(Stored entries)
---

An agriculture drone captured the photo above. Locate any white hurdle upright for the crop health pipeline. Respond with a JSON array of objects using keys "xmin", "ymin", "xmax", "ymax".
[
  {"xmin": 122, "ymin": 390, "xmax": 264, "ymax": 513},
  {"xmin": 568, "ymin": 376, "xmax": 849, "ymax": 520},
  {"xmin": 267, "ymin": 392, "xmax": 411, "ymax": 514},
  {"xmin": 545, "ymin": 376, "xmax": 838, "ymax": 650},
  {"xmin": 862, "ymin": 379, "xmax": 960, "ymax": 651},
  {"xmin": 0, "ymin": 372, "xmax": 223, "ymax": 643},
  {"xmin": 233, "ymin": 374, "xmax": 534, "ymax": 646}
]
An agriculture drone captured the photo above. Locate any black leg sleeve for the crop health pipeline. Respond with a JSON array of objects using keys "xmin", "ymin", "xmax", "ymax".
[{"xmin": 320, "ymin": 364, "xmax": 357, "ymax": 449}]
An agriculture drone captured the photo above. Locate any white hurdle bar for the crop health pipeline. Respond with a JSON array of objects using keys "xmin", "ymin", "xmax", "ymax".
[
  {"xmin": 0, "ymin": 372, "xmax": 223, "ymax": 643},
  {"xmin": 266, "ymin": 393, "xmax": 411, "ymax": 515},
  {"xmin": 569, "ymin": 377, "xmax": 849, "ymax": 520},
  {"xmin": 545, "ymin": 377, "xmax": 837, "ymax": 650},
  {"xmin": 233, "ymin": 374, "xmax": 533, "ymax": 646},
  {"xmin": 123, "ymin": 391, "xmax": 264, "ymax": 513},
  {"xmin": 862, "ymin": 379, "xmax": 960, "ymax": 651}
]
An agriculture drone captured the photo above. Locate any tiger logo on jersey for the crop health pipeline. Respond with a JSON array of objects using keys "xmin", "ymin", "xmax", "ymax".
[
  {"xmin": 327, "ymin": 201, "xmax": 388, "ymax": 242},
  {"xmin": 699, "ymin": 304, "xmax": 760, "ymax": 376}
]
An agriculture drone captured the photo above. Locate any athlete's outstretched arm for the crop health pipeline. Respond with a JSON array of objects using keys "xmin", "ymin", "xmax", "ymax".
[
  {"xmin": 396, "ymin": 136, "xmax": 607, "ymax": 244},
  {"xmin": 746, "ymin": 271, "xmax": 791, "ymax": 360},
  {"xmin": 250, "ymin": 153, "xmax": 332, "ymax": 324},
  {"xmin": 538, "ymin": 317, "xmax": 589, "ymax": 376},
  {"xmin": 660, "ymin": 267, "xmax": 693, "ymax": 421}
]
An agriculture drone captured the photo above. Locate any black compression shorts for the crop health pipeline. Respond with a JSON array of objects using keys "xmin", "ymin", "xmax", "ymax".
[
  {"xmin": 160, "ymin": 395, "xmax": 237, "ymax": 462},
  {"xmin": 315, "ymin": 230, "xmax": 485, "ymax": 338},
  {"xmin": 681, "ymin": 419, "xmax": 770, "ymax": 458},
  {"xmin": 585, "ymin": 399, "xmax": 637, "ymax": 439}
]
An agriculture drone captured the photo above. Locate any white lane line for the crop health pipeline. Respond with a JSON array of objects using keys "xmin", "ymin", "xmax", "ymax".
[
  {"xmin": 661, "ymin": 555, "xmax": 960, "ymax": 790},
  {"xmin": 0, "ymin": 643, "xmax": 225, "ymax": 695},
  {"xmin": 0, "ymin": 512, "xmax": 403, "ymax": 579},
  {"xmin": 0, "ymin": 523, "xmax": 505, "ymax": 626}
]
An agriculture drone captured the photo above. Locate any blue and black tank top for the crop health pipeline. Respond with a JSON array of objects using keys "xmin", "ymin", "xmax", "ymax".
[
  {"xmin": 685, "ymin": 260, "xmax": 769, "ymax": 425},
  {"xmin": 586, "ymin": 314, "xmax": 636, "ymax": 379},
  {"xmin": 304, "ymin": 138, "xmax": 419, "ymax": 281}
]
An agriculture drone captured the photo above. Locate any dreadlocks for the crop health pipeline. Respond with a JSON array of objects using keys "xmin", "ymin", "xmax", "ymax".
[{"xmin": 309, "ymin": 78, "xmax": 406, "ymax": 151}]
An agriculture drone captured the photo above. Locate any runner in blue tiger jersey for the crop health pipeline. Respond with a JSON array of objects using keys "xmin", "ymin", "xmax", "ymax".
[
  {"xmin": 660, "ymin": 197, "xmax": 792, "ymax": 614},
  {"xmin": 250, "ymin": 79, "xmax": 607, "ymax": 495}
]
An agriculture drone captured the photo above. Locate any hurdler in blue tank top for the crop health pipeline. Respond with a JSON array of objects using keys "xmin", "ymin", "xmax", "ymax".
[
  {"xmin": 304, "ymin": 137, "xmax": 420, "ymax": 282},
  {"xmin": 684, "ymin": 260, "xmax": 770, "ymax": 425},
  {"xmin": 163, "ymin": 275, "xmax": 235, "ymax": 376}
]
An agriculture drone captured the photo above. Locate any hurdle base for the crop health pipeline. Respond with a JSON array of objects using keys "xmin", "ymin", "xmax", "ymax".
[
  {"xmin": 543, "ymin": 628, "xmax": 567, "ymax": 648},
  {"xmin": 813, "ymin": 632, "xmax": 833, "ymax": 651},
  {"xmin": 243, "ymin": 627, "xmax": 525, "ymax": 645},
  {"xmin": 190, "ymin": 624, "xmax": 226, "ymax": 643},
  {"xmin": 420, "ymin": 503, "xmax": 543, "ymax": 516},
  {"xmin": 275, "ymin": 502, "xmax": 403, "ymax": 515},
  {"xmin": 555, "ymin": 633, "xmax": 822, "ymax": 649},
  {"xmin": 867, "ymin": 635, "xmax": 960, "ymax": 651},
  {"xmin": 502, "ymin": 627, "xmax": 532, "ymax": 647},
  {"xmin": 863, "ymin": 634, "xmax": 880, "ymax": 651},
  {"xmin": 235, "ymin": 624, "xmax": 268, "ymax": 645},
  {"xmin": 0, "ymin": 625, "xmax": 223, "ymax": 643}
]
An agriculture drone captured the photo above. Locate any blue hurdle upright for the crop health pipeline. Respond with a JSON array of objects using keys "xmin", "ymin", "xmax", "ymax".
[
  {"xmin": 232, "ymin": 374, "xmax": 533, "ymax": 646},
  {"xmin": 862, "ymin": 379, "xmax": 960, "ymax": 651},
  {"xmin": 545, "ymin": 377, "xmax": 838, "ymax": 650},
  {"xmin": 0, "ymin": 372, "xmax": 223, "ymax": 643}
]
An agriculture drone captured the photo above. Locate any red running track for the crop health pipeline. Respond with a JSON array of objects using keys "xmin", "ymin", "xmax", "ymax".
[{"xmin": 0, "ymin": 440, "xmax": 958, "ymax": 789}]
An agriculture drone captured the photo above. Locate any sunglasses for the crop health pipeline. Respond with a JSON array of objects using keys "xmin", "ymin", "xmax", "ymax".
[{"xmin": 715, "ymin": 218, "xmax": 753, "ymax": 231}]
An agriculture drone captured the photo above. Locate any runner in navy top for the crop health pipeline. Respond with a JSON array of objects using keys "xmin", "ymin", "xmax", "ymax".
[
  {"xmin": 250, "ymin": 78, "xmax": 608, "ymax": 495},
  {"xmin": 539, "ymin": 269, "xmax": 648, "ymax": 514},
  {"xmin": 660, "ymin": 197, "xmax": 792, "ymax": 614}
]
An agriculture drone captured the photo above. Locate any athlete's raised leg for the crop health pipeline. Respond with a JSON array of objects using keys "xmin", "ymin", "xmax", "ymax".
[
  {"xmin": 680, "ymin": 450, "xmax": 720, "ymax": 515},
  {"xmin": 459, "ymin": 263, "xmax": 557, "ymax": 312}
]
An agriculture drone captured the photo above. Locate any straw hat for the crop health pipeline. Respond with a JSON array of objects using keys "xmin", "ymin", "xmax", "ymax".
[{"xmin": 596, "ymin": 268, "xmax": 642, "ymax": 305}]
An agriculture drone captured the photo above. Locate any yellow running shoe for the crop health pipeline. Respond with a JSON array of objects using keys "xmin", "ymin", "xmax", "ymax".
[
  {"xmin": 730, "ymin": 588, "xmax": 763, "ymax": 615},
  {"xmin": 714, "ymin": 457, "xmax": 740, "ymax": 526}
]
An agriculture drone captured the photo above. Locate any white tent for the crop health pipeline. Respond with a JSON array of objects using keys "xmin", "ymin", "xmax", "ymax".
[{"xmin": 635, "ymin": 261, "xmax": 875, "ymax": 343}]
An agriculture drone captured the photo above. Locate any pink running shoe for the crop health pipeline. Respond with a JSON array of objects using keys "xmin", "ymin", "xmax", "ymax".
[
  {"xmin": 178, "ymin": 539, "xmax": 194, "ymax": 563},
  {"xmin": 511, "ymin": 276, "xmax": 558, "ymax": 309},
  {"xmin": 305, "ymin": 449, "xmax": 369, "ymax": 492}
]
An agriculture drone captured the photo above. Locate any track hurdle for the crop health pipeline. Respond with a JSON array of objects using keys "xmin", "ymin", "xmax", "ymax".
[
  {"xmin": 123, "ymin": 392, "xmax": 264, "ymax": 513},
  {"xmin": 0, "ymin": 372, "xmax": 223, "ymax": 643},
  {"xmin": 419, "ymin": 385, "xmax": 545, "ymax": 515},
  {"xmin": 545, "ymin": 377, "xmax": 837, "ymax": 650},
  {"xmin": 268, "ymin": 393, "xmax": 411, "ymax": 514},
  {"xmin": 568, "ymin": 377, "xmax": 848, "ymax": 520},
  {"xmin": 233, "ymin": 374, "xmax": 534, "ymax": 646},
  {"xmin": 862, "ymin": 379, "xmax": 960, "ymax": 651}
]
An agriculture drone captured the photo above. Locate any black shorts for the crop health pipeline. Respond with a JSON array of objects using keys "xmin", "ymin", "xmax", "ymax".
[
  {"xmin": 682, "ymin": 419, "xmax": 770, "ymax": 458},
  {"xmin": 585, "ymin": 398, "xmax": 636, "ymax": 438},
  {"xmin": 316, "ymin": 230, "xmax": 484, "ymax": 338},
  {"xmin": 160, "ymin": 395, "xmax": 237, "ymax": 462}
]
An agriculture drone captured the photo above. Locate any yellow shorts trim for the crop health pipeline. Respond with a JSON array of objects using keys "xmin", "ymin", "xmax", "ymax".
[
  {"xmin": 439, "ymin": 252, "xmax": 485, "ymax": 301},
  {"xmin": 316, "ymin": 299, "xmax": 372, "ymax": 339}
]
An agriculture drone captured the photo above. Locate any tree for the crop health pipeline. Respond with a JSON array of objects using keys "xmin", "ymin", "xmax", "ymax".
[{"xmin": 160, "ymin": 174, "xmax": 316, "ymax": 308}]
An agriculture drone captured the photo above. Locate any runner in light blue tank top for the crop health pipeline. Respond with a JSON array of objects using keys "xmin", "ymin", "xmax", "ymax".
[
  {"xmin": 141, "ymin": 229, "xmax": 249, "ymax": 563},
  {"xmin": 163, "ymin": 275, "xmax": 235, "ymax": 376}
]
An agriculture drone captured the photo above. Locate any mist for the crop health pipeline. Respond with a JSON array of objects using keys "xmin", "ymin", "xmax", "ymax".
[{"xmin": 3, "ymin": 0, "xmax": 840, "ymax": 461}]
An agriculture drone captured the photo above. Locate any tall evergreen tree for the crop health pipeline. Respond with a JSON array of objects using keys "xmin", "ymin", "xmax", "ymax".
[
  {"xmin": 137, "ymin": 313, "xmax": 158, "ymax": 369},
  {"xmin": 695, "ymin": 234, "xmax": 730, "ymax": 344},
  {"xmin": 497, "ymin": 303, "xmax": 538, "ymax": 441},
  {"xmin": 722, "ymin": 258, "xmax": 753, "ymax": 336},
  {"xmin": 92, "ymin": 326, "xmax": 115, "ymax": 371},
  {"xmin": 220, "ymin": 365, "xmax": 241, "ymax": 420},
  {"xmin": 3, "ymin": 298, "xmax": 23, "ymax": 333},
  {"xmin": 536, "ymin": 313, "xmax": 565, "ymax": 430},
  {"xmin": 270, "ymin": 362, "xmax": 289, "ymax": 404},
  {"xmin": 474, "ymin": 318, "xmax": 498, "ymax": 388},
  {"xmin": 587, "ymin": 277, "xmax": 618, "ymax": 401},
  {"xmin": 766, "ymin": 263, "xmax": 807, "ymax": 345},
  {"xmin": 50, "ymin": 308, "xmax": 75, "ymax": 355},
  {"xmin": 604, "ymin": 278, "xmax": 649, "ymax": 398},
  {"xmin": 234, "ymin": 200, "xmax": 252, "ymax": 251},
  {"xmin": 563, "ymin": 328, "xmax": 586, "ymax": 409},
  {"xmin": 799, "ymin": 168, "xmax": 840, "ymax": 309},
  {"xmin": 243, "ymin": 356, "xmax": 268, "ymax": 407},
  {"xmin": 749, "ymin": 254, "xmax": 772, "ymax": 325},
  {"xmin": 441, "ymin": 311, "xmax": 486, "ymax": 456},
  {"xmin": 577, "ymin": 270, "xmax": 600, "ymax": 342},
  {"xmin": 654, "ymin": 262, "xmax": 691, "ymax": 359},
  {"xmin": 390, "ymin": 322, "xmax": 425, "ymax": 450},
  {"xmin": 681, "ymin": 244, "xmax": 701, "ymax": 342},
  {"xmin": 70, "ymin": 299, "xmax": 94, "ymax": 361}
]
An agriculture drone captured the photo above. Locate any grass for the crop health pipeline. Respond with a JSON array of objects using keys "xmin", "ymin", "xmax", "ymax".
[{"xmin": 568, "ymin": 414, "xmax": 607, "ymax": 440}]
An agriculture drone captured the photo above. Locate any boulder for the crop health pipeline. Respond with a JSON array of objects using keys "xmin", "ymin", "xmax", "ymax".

---

HOW TO COMPLETE THIS TASK — Print each line, exactly as written, from the one that contains "An agriculture drone captured the photo above. Locate any grass" to the end of the data above, with both end lines included and nothing else.

SOLUTION TO THIS PROBLEM —
An agriculture drone captured the photo above. Locate any grass for the crop health pipeline. Respond with a JSON array of objects using keys "xmin", "ymin", "xmax", "ymax".
[{"xmin": 568, "ymin": 414, "xmax": 607, "ymax": 440}]
An agriculture drone captured the photo above. Locate any boulder for the crop health pipeline. Respond with a JSON array of objects using keys "xmin", "ymin", "xmax", "ymax".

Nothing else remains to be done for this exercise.